- _作業内容_:
下にある労働と「理性」をめぐる文章のうち、「そういうわけで、この議論は50:50で平行線となる。」から「全面的なワルではない人たち。」までの箇所を一字も変えずに書き写してください。

そういうわけで、この議論は50:50で平行線となる。

 私の葛藤は、経済活動の「目的ー手段」連関をメタに見る、醒めた意識をもってしまうことにある。言い換えれば『工場日記』や『共産党宣言』を、マジに受け止める人と、興味すらない人がいるという話だ。教養があるかないか。あえて煽っていくスタイル。
醒めた意識のことを、生産の向上と効率化に関わる知性(悟性)を超える思考能力という意味で、簡単に「理性」と呼びたくなる。「理性」がある人かどうか。「『理性』をそういうものと定義し独占するのは左翼的だ」と揶揄されそうだ。そもそも社会主義国も、国をあげて生産性にとりつかれていたしね。しかし今は簡単にそう呼ぶ。

労働より価値ある活動や価値、例えば趣味や信仰があると前提するか否か。まあ左派ツイッターや紀伊國屋じんぶん大賞のマジョリティならば、労働を呪い、「理性」を讃えれば擁護して貰えるよ。それはそう。そこからあがると苦痛になるお風呂みたいなものだけどね。

その人間関係のネットワーク内でしか真に生きず、他にケツを向けると決め込んだならば、それでいいだろう。私はといえば、そっち側にズブズブにはなりたくない。ここ3年ほどはそんな気分だ。なりたくないが、跳ね返される。「理性」の無い、目的ー手段の輪が閉じられたように見える世界に、素敵な人がいるのを知っている。素敵でなくても、全面的なワルではない人たち。
あの人たちにも、私が共感可能な「輪の外」があるのだろうか。それが存在してくれないと、それを掴めないと、あっち側でも真に生きられない。心が跳ね返されてしまう。

- _抽出一覧_:
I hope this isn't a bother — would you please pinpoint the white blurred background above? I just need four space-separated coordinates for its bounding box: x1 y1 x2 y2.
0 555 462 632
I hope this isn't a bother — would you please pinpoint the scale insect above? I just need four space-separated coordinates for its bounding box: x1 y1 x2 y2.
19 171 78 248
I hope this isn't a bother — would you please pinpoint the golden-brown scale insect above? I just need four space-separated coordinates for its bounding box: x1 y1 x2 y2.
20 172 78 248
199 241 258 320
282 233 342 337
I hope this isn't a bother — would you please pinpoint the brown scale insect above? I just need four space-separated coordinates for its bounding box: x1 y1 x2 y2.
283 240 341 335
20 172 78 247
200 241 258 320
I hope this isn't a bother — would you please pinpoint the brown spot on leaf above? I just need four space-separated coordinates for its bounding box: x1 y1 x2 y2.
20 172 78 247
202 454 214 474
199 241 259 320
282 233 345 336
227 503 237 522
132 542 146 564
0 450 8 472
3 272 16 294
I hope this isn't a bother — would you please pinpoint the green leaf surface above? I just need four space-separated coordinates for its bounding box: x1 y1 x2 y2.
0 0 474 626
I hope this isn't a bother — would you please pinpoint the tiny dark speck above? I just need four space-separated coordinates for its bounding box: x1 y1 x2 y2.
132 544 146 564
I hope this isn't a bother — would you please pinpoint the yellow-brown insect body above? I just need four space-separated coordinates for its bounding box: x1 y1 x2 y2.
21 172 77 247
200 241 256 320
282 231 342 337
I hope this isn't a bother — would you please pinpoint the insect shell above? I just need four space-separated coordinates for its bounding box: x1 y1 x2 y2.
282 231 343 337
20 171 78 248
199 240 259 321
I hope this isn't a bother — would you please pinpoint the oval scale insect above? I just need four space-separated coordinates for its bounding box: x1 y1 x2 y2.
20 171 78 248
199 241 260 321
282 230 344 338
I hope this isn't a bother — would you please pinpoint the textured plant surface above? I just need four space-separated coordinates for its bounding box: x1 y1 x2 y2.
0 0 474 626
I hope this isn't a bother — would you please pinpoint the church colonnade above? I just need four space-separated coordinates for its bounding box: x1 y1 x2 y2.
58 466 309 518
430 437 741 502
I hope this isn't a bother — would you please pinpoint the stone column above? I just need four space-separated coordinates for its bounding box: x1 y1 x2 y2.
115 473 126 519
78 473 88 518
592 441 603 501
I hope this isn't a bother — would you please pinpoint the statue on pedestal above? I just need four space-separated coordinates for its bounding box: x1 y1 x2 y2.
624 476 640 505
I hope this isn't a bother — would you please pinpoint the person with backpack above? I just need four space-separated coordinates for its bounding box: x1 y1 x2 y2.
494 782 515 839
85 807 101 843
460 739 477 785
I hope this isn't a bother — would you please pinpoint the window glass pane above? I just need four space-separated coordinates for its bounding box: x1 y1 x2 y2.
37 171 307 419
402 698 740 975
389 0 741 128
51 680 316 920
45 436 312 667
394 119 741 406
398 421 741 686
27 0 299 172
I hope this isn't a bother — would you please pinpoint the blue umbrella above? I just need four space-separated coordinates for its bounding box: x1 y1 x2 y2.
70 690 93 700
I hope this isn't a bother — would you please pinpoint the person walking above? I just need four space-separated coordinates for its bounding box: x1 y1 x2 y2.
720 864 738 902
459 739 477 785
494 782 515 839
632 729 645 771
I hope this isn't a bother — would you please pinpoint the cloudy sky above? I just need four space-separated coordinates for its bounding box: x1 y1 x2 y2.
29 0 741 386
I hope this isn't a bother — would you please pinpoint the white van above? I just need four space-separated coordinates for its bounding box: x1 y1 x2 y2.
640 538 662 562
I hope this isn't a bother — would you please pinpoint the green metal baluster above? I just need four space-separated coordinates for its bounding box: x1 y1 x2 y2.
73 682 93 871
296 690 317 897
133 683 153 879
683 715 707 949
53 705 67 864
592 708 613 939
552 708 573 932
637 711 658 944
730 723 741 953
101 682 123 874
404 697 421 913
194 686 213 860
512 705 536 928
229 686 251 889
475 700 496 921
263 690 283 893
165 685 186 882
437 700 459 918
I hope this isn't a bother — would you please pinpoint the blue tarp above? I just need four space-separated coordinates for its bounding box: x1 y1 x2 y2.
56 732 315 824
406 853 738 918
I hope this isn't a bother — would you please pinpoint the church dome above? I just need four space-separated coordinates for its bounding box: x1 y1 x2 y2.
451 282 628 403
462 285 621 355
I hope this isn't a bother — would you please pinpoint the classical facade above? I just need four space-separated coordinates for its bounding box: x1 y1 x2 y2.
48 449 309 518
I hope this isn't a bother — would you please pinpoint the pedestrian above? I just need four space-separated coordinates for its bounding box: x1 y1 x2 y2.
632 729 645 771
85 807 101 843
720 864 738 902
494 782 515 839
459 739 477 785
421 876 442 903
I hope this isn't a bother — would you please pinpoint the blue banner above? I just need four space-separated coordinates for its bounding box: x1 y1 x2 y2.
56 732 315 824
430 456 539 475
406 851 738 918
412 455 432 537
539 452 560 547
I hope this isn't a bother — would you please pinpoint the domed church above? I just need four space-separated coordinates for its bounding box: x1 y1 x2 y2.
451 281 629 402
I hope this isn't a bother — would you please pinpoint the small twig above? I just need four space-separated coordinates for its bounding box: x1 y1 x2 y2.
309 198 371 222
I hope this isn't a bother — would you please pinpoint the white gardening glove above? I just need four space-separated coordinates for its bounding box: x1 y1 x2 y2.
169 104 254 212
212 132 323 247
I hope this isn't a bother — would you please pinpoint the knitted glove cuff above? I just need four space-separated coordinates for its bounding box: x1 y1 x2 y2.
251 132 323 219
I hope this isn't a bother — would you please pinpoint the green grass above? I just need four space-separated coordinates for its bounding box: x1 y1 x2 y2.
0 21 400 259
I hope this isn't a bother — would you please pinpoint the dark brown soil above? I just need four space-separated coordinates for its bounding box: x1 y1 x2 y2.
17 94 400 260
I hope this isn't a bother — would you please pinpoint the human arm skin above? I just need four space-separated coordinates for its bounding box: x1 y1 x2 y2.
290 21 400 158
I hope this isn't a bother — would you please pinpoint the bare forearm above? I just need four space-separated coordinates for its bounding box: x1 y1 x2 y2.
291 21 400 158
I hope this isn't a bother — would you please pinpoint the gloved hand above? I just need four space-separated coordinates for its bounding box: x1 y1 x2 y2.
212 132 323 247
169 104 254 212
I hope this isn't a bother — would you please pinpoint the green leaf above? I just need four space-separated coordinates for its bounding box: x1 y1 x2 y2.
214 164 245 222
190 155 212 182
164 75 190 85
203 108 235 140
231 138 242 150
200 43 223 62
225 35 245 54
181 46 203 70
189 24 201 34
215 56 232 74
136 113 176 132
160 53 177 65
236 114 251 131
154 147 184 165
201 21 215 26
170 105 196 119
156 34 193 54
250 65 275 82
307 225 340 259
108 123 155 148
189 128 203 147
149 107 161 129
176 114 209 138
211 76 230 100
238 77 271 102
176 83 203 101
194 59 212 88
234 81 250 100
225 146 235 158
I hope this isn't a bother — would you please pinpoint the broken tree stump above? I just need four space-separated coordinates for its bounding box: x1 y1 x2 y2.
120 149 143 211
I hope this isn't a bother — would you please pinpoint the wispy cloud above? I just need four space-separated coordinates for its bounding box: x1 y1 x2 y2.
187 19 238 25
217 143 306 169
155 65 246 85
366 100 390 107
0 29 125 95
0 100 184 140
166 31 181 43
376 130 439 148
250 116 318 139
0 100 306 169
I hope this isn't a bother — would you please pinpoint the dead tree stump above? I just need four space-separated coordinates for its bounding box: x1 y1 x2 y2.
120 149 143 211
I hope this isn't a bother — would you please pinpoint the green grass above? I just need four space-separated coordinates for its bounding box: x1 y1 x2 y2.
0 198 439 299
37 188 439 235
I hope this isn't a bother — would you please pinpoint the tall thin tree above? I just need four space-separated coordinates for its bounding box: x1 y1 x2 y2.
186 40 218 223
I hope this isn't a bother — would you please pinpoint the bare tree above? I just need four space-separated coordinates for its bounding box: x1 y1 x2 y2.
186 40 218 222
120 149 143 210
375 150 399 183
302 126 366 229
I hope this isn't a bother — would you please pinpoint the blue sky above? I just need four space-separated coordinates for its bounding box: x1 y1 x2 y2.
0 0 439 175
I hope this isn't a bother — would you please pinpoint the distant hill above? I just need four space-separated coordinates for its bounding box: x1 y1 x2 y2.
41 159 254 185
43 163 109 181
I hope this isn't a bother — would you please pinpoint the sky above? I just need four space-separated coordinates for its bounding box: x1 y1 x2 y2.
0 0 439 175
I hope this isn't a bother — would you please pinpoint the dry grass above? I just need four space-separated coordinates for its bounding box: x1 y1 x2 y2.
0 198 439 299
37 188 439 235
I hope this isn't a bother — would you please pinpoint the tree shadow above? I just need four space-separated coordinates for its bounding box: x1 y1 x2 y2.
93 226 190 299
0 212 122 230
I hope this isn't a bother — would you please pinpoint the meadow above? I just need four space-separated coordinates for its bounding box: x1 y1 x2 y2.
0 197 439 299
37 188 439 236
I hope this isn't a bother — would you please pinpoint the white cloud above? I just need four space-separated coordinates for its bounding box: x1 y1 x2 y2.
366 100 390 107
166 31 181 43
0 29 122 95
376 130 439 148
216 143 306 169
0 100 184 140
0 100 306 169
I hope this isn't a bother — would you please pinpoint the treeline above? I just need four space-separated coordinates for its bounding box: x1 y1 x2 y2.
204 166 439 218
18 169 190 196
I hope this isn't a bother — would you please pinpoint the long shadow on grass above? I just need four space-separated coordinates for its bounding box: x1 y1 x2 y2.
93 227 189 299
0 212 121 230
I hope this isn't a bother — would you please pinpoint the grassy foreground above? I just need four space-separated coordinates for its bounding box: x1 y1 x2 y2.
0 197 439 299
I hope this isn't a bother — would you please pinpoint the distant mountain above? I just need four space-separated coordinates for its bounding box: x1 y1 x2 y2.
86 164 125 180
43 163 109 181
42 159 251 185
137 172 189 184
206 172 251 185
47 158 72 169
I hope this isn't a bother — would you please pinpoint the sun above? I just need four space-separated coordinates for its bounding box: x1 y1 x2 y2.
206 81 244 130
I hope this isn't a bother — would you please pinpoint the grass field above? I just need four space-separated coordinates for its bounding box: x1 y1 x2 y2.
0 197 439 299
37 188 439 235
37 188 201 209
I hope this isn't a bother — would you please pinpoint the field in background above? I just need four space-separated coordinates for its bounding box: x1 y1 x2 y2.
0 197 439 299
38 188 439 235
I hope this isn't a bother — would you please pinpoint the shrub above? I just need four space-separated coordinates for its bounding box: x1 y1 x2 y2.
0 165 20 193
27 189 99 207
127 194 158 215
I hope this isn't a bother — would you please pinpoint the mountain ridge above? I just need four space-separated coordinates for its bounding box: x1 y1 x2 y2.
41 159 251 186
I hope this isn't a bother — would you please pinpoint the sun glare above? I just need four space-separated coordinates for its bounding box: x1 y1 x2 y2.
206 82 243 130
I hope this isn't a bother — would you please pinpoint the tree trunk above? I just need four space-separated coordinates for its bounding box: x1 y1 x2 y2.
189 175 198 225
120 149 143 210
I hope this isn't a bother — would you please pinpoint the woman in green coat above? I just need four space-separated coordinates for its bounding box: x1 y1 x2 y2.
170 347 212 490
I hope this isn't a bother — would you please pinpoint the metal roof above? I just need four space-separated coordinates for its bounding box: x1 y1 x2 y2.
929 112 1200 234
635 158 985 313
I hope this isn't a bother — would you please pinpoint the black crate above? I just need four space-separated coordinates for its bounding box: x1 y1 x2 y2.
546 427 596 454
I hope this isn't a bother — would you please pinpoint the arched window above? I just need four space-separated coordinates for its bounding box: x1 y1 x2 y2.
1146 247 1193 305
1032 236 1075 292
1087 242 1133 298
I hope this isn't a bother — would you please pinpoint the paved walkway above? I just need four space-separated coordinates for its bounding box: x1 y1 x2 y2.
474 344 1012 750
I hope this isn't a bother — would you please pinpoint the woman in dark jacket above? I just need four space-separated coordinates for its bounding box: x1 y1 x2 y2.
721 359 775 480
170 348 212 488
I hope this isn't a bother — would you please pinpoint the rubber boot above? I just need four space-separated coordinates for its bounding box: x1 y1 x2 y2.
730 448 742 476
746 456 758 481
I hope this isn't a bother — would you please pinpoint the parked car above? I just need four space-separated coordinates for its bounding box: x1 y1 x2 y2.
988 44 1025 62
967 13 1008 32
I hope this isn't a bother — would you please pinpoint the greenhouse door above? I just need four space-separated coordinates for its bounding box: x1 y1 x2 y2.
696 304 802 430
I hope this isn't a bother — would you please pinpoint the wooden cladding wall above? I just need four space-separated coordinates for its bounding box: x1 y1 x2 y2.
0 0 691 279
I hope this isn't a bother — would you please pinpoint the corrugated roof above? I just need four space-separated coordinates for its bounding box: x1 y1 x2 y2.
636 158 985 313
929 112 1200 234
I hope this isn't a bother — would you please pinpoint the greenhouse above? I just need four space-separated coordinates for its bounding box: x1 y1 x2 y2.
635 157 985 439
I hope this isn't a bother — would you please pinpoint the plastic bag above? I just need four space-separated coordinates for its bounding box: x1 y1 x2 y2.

- _出力結果_:
そういうわけで、この議論は50:50で平行線となる。

 私の葛藤は、経済活動の「目的ー手段」連関をメタに見る、醒めた意識をもってしまうことにある。言い換えれば『工場日記』や『共産党宣言』を、マジに受け止める人と、興味すらない人がいるという話だ。教養があるかないか。あえて煽っていくスタイル。
醒めた意識のことを、生産の向上と効率化に関わる知性(悟性)を超える思考能力という意味で、簡単に「理性」と呼びたくなる。「理性」がある人かどうか。「『理性』をそういうものと定義し独占するのは左翼的だ」と揶揄されそうだ。そもそも社会主義国も、国をあげて生産性にとりつかれていたしね。しかし今は簡単にそう呼ぶ。

労働より価値ある活動や価値、例えば趣味や信仰があると前提するか否か。まあ左派ツイッターや紀伊國屋じんぶん大賞のマジョリティならば、労働を呪い、「理性」を讃えれば擁護して貰えるよ。それはそう。そこからあがると苦痛になるお風呂みたいなものだけどね。

その人間関係のネットワーク内でしか真に生きず、他にケツを向けると決め込んだならば、それでいいだろう。私はといえば、そっち側にズブズブにはなりたくない。ここ3年ほどはそんな気分だ。なりたくないが、跳ね返される。「理性」の無い、目的ー手段の輪が閉じられたように見える世界に、素敵な人がいるのを知っている。素敵でなくても、全面的なワルではない人たち。